Task requirements ▸ Rewrite everything from the line containing "For the shot-chart build, locate every instance of the choppy" down to the last of the lines below as a Markdown table with the columns Row and Line, numbering each row and leaving out blank lines.

Rows ▸

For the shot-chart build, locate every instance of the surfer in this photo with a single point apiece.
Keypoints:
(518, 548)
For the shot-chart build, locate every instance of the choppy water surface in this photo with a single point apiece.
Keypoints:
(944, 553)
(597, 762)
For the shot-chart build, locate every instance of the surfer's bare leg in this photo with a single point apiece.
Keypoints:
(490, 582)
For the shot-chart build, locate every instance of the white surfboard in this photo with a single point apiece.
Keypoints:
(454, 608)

The answer ▸
| Row | Line |
|---|---|
| 1 | For the shot-chart build, locate every instance of the choppy water surface in this photo with a single point apiece. |
| 2 | Keypoints: |
| 3 | (944, 553) |
| 4 | (597, 762) |
| 5 | For the shot-chart build, locate every instance of the surfer's bare leg in this photo with a single point apiece. |
| 6 | Keypoints: |
| 7 | (490, 582) |
| 8 | For the shot-chart build, locate every instance of the white surfboard in this photo with a single point apiece. |
| 9 | Keypoints: |
| 10 | (454, 608) |